Write the data below out again, unchanged.

* * * *

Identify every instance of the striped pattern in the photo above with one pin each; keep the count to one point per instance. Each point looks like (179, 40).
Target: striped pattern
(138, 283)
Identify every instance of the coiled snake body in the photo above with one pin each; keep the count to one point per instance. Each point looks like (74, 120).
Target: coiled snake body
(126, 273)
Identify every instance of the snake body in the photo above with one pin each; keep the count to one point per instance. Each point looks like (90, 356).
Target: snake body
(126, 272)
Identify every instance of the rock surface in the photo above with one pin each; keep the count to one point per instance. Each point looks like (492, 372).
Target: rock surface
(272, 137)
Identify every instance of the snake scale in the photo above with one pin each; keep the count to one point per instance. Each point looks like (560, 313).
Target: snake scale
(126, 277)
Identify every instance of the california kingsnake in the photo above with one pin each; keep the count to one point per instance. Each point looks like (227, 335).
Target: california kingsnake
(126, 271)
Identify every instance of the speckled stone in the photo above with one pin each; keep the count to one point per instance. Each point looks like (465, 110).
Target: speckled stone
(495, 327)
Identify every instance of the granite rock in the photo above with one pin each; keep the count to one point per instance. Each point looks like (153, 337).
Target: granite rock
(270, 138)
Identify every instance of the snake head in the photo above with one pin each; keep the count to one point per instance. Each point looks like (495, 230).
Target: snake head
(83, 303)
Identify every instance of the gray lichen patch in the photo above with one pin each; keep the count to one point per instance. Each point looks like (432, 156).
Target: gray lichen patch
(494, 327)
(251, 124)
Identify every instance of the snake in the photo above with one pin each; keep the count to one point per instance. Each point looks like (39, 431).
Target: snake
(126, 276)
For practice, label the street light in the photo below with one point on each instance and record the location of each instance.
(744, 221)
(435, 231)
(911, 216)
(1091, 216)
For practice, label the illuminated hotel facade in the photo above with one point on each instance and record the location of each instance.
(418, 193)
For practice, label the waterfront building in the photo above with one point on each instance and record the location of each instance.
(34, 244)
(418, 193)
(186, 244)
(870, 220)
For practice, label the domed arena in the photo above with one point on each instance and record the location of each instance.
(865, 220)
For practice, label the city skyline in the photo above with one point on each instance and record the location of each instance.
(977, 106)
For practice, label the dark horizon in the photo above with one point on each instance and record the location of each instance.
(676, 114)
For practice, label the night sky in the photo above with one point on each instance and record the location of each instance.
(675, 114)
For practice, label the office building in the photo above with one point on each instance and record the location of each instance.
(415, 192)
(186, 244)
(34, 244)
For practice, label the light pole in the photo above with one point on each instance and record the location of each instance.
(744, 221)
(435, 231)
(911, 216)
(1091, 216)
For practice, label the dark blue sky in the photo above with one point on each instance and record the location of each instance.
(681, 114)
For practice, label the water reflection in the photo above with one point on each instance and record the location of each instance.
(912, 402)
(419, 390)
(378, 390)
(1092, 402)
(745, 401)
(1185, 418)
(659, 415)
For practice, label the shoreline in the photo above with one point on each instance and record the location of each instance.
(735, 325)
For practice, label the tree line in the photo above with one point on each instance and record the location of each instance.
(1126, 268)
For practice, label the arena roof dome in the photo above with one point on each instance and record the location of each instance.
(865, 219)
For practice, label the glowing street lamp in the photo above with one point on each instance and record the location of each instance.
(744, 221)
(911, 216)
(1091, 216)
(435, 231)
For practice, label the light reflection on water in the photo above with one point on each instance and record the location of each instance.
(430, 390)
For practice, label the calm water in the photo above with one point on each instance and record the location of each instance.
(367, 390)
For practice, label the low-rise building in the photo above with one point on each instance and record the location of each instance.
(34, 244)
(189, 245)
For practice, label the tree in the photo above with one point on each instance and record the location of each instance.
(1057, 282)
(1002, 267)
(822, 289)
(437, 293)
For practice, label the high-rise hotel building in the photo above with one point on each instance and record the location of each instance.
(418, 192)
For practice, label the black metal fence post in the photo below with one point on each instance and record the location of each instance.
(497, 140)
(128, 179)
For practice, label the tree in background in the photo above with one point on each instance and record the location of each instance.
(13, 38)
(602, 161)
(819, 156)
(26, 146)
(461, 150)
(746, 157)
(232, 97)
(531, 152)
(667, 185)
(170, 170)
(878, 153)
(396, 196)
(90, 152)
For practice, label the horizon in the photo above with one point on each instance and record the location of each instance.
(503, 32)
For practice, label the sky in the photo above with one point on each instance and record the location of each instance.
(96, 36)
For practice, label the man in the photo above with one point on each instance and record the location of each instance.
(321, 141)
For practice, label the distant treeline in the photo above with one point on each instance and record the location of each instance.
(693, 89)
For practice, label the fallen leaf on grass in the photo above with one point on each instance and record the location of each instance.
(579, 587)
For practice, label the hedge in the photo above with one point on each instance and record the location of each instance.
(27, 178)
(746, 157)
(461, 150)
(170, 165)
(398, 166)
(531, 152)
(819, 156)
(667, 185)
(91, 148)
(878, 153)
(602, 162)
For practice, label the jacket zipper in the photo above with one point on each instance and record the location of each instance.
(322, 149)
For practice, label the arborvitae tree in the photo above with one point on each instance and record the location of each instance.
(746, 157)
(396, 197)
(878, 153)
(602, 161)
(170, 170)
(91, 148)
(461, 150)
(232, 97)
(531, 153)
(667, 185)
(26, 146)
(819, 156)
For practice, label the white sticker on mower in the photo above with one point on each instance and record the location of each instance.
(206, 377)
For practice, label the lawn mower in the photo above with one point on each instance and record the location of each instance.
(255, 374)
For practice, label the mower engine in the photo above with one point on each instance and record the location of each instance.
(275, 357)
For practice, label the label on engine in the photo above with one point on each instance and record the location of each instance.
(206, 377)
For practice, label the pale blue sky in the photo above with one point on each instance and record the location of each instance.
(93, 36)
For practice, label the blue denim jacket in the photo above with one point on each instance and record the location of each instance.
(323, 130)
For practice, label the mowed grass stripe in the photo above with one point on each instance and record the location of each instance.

* * * *

**Solved exercise**
Identify every instance of the striped pattern in the photo above with one pin each; keep the count to one point per instance. Each point looks like (179, 40).
Target: striped pattern
(138, 283)
Identify every instance of the coiled snake body in the photo above with one pin each; keep the count to one point per instance. Each point looks like (74, 120).
Target: coiled snake body
(126, 273)
Identify every instance of the snake body in the photo above with one pin each; keep the count to one point per instance. Each point looks like (90, 356).
Target: snake body
(126, 272)
Identify every instance of the rock surface in the photo above with one pin each; keep the count to one point per instance. Each point looks like (492, 372).
Target: rock surface
(272, 137)
Identify every instance of the snake scale in the photo above with one pin each; keep the count to one point per instance. Each point looks like (560, 313).
Target: snake scale
(126, 277)
Identify every instance of the california kingsnake in the photo above with one pin each; keep the count to one point per instance. Each point looks like (227, 335).
Target: california kingsnake
(126, 271)
Identify every instance of the speckled stone in the photo above with one pin each; keep the count to one point per instance. Each point looks like (465, 110).
Target: speckled stone
(495, 327)
Identify every instance of the granite rock in the photo above with one pin each; keep the count to one point per instance. Each point looks like (153, 337).
Target: granite rock
(270, 138)
Identify every instance of the snake head in the photo above with one pin each; keep the count to one point per instance. Each point looks like (495, 230).
Target: snake head
(83, 303)
Identify every instance of the gray lichen patch in the photo above with one pin each; keep the count to one point per instance. Each point looks like (432, 156).
Target: gray lichen patch
(494, 327)
(251, 124)
Identify every instance of the snake in the photo above with one pin each; keep the count to one point per instance. Each point looks like (39, 431).
Target: snake
(126, 276)
For practice, label the street light in the photo below with one point on each instance and record the location of each instance.
(744, 221)
(435, 231)
(911, 216)
(1091, 216)
For practice, label the illuminated hotel facade in the photo above with one point on each instance and record the location of each instance.
(418, 193)
For practice, label the waterfront building in the photo above with one point on each instance and record the location of each instance.
(34, 244)
(418, 193)
(186, 244)
(870, 220)
For practice, label the domed arena in the photo above with one point on each instance and record the location of each instance.
(865, 220)
For practice, label the city skyline in the photo above with one point on each instance and record the location of each instance.
(977, 106)
For practice, label the dark horizon in the photo above with one point on each instance and record the location of each instance.
(676, 114)
For practice, label the night sky in the photo above with one point on each instance and record the location of each instance.
(675, 114)
For practice, label the office building in the photo above with one point on each instance and record the location of each instance.
(415, 192)
(186, 244)
(34, 244)
For practice, label the light pole in the photo above with one point on each instance and record the location of each instance.
(744, 221)
(435, 231)
(911, 216)
(1091, 216)
For practice, label the dark blue sky in the photo above with one point on each instance and record the location of each instance.
(681, 114)
For practice, label the water reflection in the photo above with one point on each instance and record the location of each instance.
(912, 402)
(419, 390)
(378, 390)
(1092, 402)
(745, 401)
(1185, 418)
(659, 415)
For practice, label the shoreline in the photo above with one point on each instance and record the location of each instance.
(735, 325)
For practice, label the tree line in the photo above with one point on each instance and record the location of each instance.
(1126, 268)
For practice, label the arena roof dome in the photo above with one point on each instance and record the location of each instance.
(865, 219)
For practice, label the glowing street lamp in the photo above with one point on each instance and record the location of each instance.
(744, 221)
(911, 216)
(1091, 216)
(435, 231)
For practice, label the light reflection on water in the photo above with one point on each instance and record the location of each instance.
(430, 390)
For practice, label the calm water in the photo above with one point on each instance and record the location of each instance.
(367, 390)
For practice, label the low-rise building in the photo above with one point on each instance and record the location of each instance.
(34, 244)
(189, 245)
For practice, label the tree in the photo above with one point on each instance and record the location of each instance.
(1057, 282)
(1002, 267)
(822, 289)
(437, 293)
For practice, label the high-rise hotel building in the photo above with one point on each instance and record the location of each instance.
(418, 192)
For practice, label the black metal fence post in the photo below with one point on each instance and record the location of each instance.
(497, 140)
(128, 179)
For practice, label the tree in background in the photo above with one point on each instance and record the location of each instance.
(13, 38)
(602, 161)
(819, 156)
(26, 146)
(461, 150)
(746, 157)
(232, 97)
(531, 152)
(667, 185)
(170, 170)
(878, 153)
(396, 196)
(90, 152)
For practice, label the horizon in the photo above with one point on each instance and record the location of each instance.
(503, 32)
For practice, label the sky in the photo above with one point on each instance and record the location of each instance.
(96, 36)
For practice, label the man in the photo above with one point on each instance and record the location of each instance.
(321, 141)
For practice, label the distant treeline in the photo above with one point on each instance and record the location of each instance.
(693, 89)
For practice, label the fallen leaf on grass in the photo above with one point on each instance and record the location of each instance.
(579, 587)
For practice, label the hedge in the photo above with one point on each instance and record the location of each instance.
(27, 178)
(746, 157)
(461, 150)
(170, 165)
(398, 166)
(531, 152)
(819, 156)
(667, 185)
(91, 148)
(878, 153)
(602, 162)
For practice, label the jacket zipper in the photo above with one point on each instance and record the location of each instance.
(322, 149)
For practice, label the arborvitae tree in the photo above with one point on each instance and record the location of each instance.
(746, 157)
(396, 197)
(878, 153)
(602, 161)
(170, 170)
(91, 148)
(461, 150)
(232, 97)
(531, 153)
(667, 185)
(26, 146)
(819, 156)
For practice, label the white sticker on mower in the photo above with one point on each instance and record the location of each instance.
(206, 377)
For practice, label the lawn mower in the photo above with one point on each instance and record the location of each instance.
(255, 374)
For practice, label the mower engine in the photo above with one point on each instance and record the location of each instance.
(275, 357)
For practice, label the label on engine in the photo above with one point on each instance and record the location of each instance.
(206, 377)
For practice, label the pale blue sky in the photo above with one point on each instance and record the location of each instance.
(93, 36)
For practice, label the blue denim jacket in the photo above with one point on each instance and record the location of each instance.
(323, 130)
For practice, label the mowed grass stripe in the photo above with one point on each instance and record the location of each instance.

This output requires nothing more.